**Brief 1**
Answer these questions using the passage on the Rot at the Top myth:
(a) Between which two realms of authority does the myth of Rot at the Top alternate its indictment?
(b) What does the conservative version of the tale concern itself with?
(c) What central challenge have the other myths ignored by emphasizing either toughness or magnanimity?
**Brief 2**
Pick up the passage on the Rot at the Top myth after its final sentence and continue it.

**Passage shown**
A readiness to suspect Rot at the Top—a conviction that our major institutions are prone to corruption and irresponsibility—is an enduring aspect of the American character. Like the other American myths, this one changes over time, and its varying versions have manifested both the best and the worst features that distinguish our culture, from a healthy vigilance against abuse of authority to occasional hysteria over fiendish plotting by the devils of the day. Previous chapters have examined how prevailing versions of the other myths have drifted away from current realities, so that they are less faithful guides to the challenges we now confront. In emphasizing either toughness or magnanimity, they have ignored the central challenge of seeking joint benefits and avoiding joint losses. So too with the tale of Rot at the Top. This mythology, however, has a special feature. The other myths generally evolve in responses (albeit often delayed or distorted) to our collective experience; today’s version of the Triumphant Individual is quite unlike that which prevailed fifty years ago, which was in turn different from that of one hundred years go. But the myth of the Rot at the Top tends to cycle, alternating its indictment between the two major realms of authority: political power and economic power.
The liberal version of this tale typically concerns itself with the depradations of business; the conservative, with the bloat and meddling of government. As with the other stories, this one clearly has roots in reality. Both public and private bureaucracies have on occasion been impervious to the wants and needs of those whom they were established to serve. Neither has been immune from corruption, and both political and economic elites are often cushioned against the consequences of incompetence. At the highest reaches of either realm of authority—here as elsewhere—arrogance is often endemic.

**Raw data**
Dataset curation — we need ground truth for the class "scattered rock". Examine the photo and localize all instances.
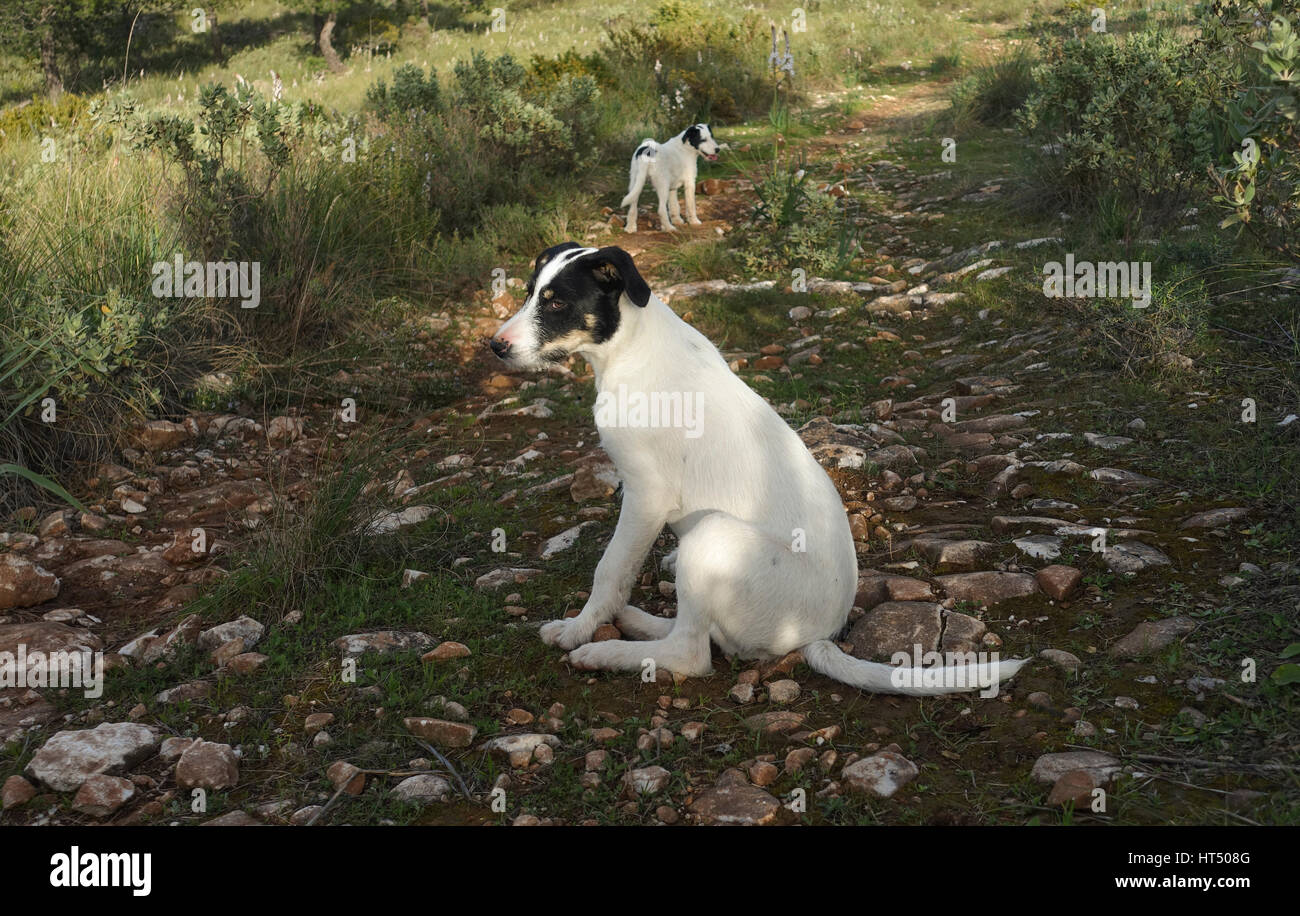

**Answer 1**
(a) Political power and economic power.
(b) The bloat and meddling of government.
(c) Seeking joint benefits and avoiding joint losses.

**Answer 2**
Yet our readiness to lay the blame for any ills that beset us at the door of the most visibly powerful among us—while it spares America the passivity and subservience that plague other cultures—risks obscuring the responsibility of citizens at large and our collective power and obligation to make choices. As we lament a pattern of failing farms, shuttered factories, or rising unemployment, our mythology comfortingly but insidiously blinds us to the fact that the fault lies not solely with “them”—with corporate or governmental leaders—but with us, in our failure to come to grips with the choices we face about what rules will govern our economic system. As the world becomes more complex and integrated, these choices become at once more daunting and more urgent. The temptation to avoid them increases, as does the cost. In excoriating in turn the demons of corporate or government control, we have fabricated a false dichotomy between economic and political leadership. We have paid scant attention to how the “market” should be organized and maintained to engender a productive working relationship between public and private spheres. As the global economy shrinks, this oversight has constrained our capacity to adapt.
By some accounts, public suspicions of Rot at the Top have deepened in recent years. In 1966, 42 percent of Americans surveyed expressed a “great deal of confidence” in congressional leaders, 41 percent were equally confident about the president and his cabinet, 55 percent expressed great confidence in corporate executives, and fully 62 percent felt the same way about top-level military officers. Even labor leaders (22 percent) and the press (29 percent) summoned a fair degree of confidence. But by 1981 a different picture emerged: Confidence in government and business leaders had fallen by about 20 percentage points; leaders in the military, labor unions, and the press suffered comparable declines.1 The drop was even more precipitous when the public was asked about the relationship between government and business. In 1958 more than three out of four Americans believed that their government was run for “the benefit of the people”; only 18 percent thought it was run “by a few big interests looking out for themselves.” By the end of 1972 opinions had reversed: Now more than half believed that the “big interests” were in control.2
One could look upon this decline in confidence as a unique event in American history, attributable to the Vietnam War, the Watergate scandal, and economic stagnation. Left-leaning liberals, no less than conservatives, recoiled from the corruption and incompetence they saw at the top of American government. Daniel Ellsberg’s jeremiad to a crowd of students in the fall of 1971 exemplified nonpartisan scorn: “If there is one message I have gotten from the Pentagon papers, it is to distrust authority, distrust the president, distrust the men in power, because power does corrupt, even in America.”3 Modern liberals may defend government, and conservatives decry it, but when discussion turns to the latest adventure of the Central Intelligence Agency or the Pentagon their positions are often reversed.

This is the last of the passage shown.